Source data
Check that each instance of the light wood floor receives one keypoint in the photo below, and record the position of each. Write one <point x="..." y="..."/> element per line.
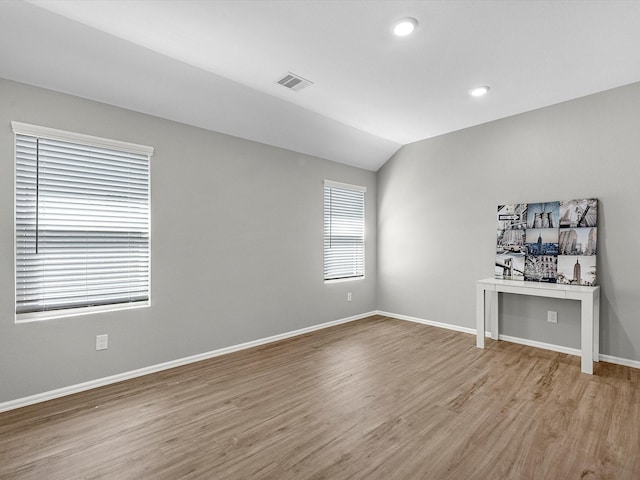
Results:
<point x="374" y="399"/>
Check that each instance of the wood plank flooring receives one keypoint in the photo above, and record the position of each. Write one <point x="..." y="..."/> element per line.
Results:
<point x="374" y="399"/>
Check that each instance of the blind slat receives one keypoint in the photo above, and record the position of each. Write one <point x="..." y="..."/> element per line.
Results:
<point x="82" y="225"/>
<point x="343" y="232"/>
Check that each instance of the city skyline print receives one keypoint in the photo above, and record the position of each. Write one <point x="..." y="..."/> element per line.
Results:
<point x="510" y="241"/>
<point x="554" y="242"/>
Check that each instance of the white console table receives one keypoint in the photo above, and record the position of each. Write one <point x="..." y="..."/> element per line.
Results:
<point x="487" y="291"/>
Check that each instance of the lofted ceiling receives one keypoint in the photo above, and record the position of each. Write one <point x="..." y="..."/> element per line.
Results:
<point x="214" y="63"/>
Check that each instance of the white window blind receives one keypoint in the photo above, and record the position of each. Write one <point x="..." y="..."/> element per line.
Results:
<point x="343" y="231"/>
<point x="82" y="221"/>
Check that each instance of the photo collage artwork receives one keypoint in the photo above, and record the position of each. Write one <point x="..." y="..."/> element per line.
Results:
<point x="553" y="242"/>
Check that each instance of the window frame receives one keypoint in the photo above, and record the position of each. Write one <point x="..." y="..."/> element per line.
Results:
<point x="356" y="189"/>
<point x="36" y="131"/>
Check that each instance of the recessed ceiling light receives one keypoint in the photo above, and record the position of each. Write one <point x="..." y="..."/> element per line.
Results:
<point x="479" y="91"/>
<point x="405" y="26"/>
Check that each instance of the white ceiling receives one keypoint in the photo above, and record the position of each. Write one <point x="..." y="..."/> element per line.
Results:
<point x="214" y="64"/>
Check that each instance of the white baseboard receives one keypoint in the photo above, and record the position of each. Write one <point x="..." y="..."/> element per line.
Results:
<point x="448" y="326"/>
<point x="100" y="382"/>
<point x="620" y="361"/>
<point x="523" y="341"/>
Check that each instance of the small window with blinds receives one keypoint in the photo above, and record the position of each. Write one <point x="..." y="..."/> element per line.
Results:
<point x="343" y="231"/>
<point x="81" y="223"/>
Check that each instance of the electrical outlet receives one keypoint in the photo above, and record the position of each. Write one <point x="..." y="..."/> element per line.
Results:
<point x="102" y="342"/>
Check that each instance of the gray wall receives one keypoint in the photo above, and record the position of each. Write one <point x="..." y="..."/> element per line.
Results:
<point x="236" y="248"/>
<point x="436" y="211"/>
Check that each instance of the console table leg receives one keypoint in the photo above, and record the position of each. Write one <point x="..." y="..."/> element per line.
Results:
<point x="480" y="329"/>
<point x="587" y="336"/>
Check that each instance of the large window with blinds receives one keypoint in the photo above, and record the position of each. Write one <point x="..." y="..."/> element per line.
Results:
<point x="343" y="231"/>
<point x="82" y="223"/>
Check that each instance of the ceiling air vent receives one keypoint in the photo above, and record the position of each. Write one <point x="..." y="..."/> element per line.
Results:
<point x="294" y="82"/>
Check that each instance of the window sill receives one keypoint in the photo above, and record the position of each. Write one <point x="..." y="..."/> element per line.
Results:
<point x="74" y="312"/>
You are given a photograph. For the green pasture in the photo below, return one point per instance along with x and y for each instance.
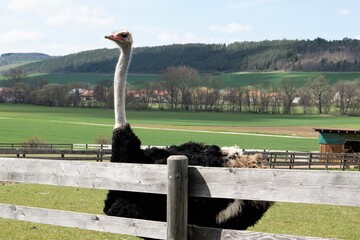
(91, 78)
(287, 218)
(234, 79)
(84, 125)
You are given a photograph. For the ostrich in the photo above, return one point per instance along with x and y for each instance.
(126, 147)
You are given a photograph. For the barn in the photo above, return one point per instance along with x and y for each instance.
(338, 140)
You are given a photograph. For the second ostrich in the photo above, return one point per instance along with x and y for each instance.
(126, 148)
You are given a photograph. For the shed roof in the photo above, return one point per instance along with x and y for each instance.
(332, 130)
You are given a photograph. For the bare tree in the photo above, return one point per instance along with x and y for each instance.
(305, 100)
(345, 95)
(318, 88)
(14, 77)
(146, 93)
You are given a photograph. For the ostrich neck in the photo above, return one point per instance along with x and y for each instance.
(120, 87)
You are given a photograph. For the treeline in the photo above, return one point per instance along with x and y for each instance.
(298, 55)
(184, 89)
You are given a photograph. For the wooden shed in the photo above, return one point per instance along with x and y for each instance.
(338, 140)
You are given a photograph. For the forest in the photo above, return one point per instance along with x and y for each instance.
(183, 88)
(290, 55)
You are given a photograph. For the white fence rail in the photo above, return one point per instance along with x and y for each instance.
(301, 186)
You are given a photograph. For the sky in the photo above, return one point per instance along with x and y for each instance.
(60, 27)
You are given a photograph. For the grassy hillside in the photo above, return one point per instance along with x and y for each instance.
(227, 79)
(296, 55)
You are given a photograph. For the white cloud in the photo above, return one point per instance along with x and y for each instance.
(230, 28)
(63, 12)
(16, 36)
(344, 11)
(167, 37)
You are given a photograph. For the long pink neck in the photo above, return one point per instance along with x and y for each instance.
(120, 87)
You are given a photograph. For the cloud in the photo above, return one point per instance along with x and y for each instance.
(16, 36)
(230, 28)
(344, 11)
(63, 12)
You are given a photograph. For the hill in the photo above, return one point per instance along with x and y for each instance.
(10, 58)
(290, 55)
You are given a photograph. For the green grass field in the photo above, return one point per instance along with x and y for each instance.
(274, 78)
(91, 78)
(83, 125)
(286, 218)
(228, 79)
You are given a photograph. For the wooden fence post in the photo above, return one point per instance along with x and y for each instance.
(177, 197)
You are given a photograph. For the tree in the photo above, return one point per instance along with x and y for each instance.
(177, 81)
(146, 93)
(288, 89)
(345, 95)
(318, 88)
(14, 75)
(305, 100)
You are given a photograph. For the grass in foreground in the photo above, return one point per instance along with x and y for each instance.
(287, 218)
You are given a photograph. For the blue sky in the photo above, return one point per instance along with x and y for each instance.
(60, 27)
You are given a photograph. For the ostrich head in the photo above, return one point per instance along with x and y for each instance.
(121, 38)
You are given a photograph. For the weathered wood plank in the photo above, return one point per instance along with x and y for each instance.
(177, 198)
(282, 185)
(136, 227)
(115, 176)
(54, 151)
(225, 234)
(101, 223)
(279, 185)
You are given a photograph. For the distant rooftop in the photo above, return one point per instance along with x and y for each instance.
(332, 130)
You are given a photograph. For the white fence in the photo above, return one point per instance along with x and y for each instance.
(279, 185)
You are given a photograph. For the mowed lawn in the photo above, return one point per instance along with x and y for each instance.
(79, 125)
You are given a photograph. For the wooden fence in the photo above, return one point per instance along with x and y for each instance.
(58, 154)
(71, 146)
(274, 159)
(279, 185)
(309, 160)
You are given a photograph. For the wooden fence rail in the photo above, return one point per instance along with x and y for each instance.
(59, 154)
(282, 185)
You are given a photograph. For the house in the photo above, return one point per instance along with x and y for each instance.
(338, 140)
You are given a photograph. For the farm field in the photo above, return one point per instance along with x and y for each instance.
(287, 218)
(84, 125)
(274, 78)
(91, 78)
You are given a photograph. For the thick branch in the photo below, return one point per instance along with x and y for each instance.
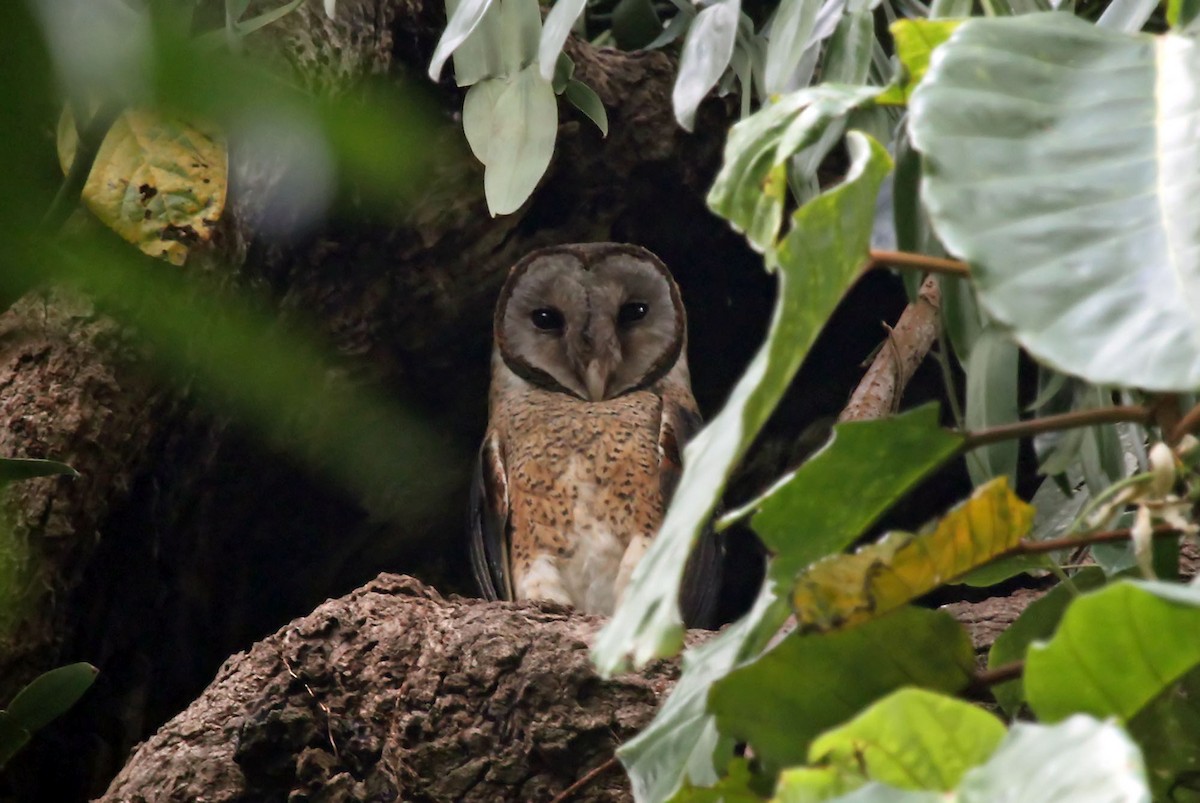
(395, 693)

** Problem details **
This exercise requires the lines of the entries containing the string "console".

** Final answer **
Check that each instance of the white console table receives one keypoint in the photo above, and record the position of each. Write one <point x="..." y="..."/> element per line.
Check that each instance of the console table leg receives one keypoint in the photo above, and record the position of each. Write one <point x="..." y="..."/> element per line.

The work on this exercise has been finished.